(Questions to answer)
#1 Print the Turtlenecked profile from the words "Smith is Turtlenecked" to the words "high-wire balancing act.".
#2 List every Turtlenecked song that the Turtlenecked profile names by title.

(Quoted passage)
* * * * * * *

HARRISON SMITH sits with his thin arms and legs folded neatly under the table, one eye squinting in the shifting sunlight. We’ve finally met up after a series of missed connections—the latest being that 20-year-old Smith had to return home to Washington for wisdom teeth surgery—to talk about his band Turtlenecked’s debut full-length, Pure Plush Bone Cage.

Smith is Turtlenecked and Turtlenecked is Smith. Both are spare but intentional, rambunctious but removed, a bit bratty but magnetic. Smith has a uniform aesthetic; his press photo depicts him in cream-colored linens, leaning against a bare cream wall, offset only by a Smiths record purloined from his college radio station and a stack of books, spines turned out to reveal titles like Infinite Jest and Naked Lunch. This image encapsulates the heart of Turtlenecked: The stack of references and symbols threatens to overtake the creator. Turtlenecked derives nervous energy from this high-wire balancing act.

Smith enjoys order. He laughs as he describes a former roommate as living in a “trash heap,” and mentions that “every once in a while I’ll just clean it all up... it’s very satisfying for me to start new songs with a clean new Logic file.” Each song on Pure Plush plays like a clean slate: “I Always Suspected I Was Watching Television” sounds like Gang of Four colliding with an anthemic resolution from the Strokes; “Weakling” recontextualizes the careening harmonies of Dirty Projectors against a svelte Wire-esque thrum. 

Hearing Smith talk about Pure Plush, you get the sense he defines the record more by what he left out than by what he put in. Eleven of its 12 tracks clock in at less than two and a half minutes. “I definitely side more with limitations and limiting myself to a smaller palette that I know can communicate something,” he explains. “I showed my dad Joanna Newsom and longer songs that were like 12 minutes and he was like, ‘Oh, this is shit, all you need is two to three minutes.’”

Upon opening the hood of his own works, Smith realized that “music is less magical than I thought... There were all of these limitations and things you have to be aware of.” Early Turtlenecked fumbled with raw expression and some forays into genre: “My first [release] was, ‘Oh I guess I’ll just make some indie rock and see what it sounds like,’ and the second one was electronic.” Pure Plush represents a steely focus: “I just wanted to make an art punk, an experimental punk record.”

Like the post-punk Smith emulates, Turtlenecked uses raw text to create a misshapen patchwork of aesthetic touch points. The whole thing is very internet. The titular Dutch painter of Turtlenecked’s song “Mondrian” is an appropriate allusion—both artists obsess with gleaning humanity from mere surface—but the saccharine pop song is in reference to a bitter Bukowski poem that mentions the painter. “I like juxtaposition in music,” he says.

Youth defines Turtlenecked, but it’s not a brash, ignorant quality. Smith eagerly dates musical discoveries to “the beginning of sophomore year [of college],” before qualifying with a winking “so, not that long ago.” A nervous grin spreads on his face when he describes recording vocals in his dorm room before quiet hours. If anything, Pure Plush Bone Cage’s most tantalizing aspect is promise: If this is Turtlenecked at its most raw and unformed, what’s next?

* * * * * * *

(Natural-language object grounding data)
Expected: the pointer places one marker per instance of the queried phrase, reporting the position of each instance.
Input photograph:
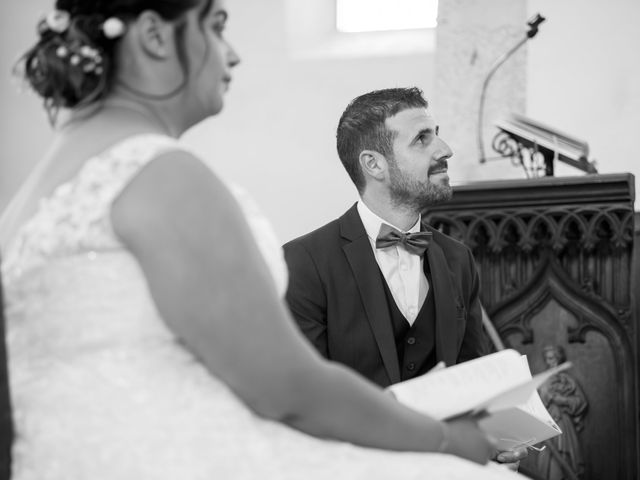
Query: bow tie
(415, 243)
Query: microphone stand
(533, 24)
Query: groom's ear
(373, 164)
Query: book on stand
(497, 389)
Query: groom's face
(418, 168)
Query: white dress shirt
(402, 270)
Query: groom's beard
(414, 194)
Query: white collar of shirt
(372, 222)
(402, 270)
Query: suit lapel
(444, 296)
(367, 276)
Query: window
(381, 15)
(312, 33)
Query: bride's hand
(466, 440)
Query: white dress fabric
(102, 390)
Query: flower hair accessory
(58, 21)
(113, 27)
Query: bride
(146, 333)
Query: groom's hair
(362, 126)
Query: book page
(461, 388)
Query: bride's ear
(154, 35)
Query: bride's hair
(72, 63)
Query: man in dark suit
(377, 289)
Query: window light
(378, 15)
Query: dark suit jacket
(337, 297)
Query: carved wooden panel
(555, 257)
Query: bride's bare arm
(213, 289)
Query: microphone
(533, 24)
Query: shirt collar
(372, 222)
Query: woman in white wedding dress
(146, 334)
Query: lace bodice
(75, 219)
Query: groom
(377, 289)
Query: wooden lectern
(559, 278)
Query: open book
(498, 389)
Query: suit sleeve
(306, 296)
(476, 341)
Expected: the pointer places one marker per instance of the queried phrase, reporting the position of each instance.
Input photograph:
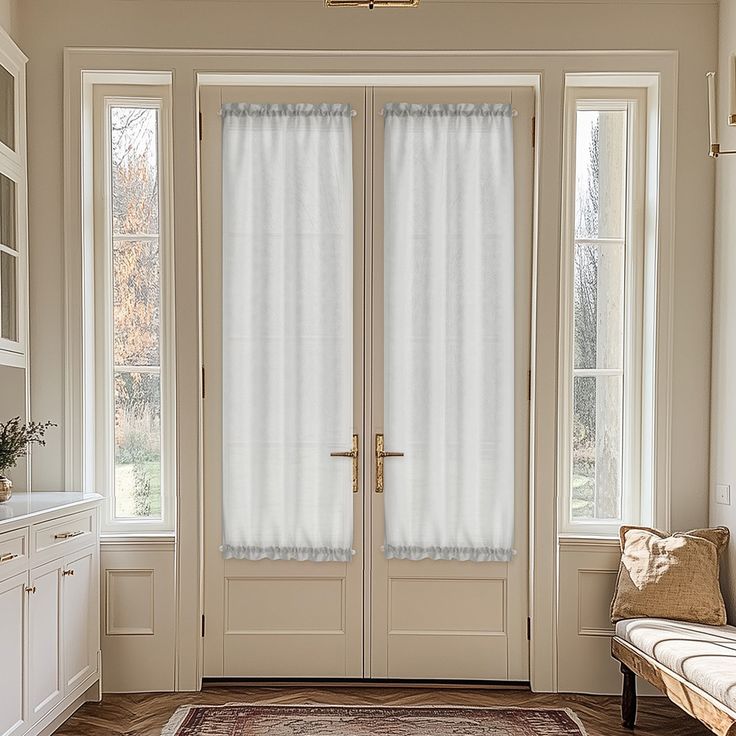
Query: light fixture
(714, 150)
(370, 4)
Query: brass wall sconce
(371, 4)
(714, 149)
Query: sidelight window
(133, 269)
(602, 345)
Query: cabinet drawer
(67, 532)
(13, 552)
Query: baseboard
(89, 691)
(361, 682)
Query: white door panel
(371, 617)
(13, 637)
(277, 618)
(46, 686)
(420, 623)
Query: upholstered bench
(692, 664)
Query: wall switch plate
(723, 494)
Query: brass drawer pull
(354, 454)
(380, 454)
(68, 535)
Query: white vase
(6, 488)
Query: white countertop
(26, 508)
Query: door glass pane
(8, 297)
(601, 173)
(7, 108)
(136, 303)
(449, 331)
(598, 313)
(287, 331)
(597, 447)
(137, 445)
(7, 212)
(135, 192)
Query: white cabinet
(49, 618)
(45, 687)
(12, 645)
(13, 205)
(80, 627)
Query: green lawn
(125, 489)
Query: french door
(369, 616)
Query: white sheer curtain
(449, 331)
(287, 341)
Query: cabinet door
(44, 639)
(13, 719)
(80, 622)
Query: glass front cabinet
(13, 205)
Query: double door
(380, 613)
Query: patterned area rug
(306, 720)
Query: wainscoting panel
(122, 587)
(138, 616)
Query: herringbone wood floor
(145, 714)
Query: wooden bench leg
(628, 698)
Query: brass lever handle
(354, 454)
(380, 454)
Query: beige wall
(8, 12)
(723, 424)
(47, 26)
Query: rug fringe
(181, 713)
(172, 725)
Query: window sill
(163, 538)
(588, 540)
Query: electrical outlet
(723, 494)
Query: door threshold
(326, 682)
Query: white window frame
(13, 166)
(104, 98)
(636, 501)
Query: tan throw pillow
(672, 577)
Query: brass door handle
(68, 535)
(380, 454)
(354, 454)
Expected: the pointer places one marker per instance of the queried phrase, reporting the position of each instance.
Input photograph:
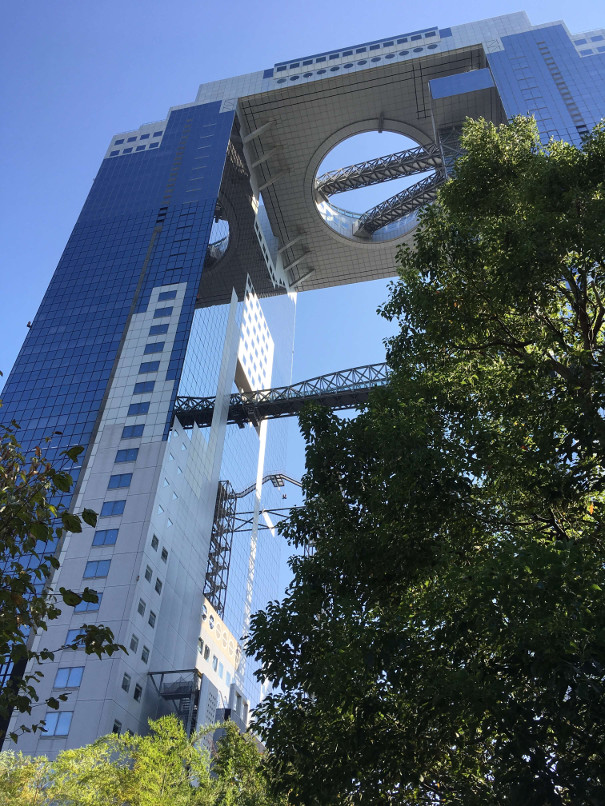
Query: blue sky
(76, 71)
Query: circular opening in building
(365, 185)
(219, 238)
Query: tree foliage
(32, 522)
(445, 641)
(164, 768)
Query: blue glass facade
(146, 222)
(541, 73)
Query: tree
(33, 520)
(445, 640)
(164, 767)
(242, 776)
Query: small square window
(154, 347)
(74, 639)
(89, 607)
(96, 569)
(112, 508)
(127, 455)
(132, 431)
(57, 723)
(149, 366)
(119, 480)
(138, 408)
(143, 386)
(68, 677)
(105, 537)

* * * * * * *

(Answer set)
#1
Smith is Turtlenecked and Turtlenecked is Smith. Both are spare but intentional, rambunctious but removed, a bit bratty but magnetic. Smith has a uniform aesthetic; his press photo depicts him in cream-colored linens, leaning against a bare cream wall, offset only by a Smiths record purloined from his college radio station and a stack of books, spines turned out to reveal titles like Infinite Jest and Naked Lunch. This image encapsulates the heart of Turtlenecked: The stack of references and symbols threatens to overtake the creator. Turtlenecked derives nervous energy from this high-wire balancing act.

#2
"I Always Suspected I Was Watching Television"
"Weakling"
"Mondrian"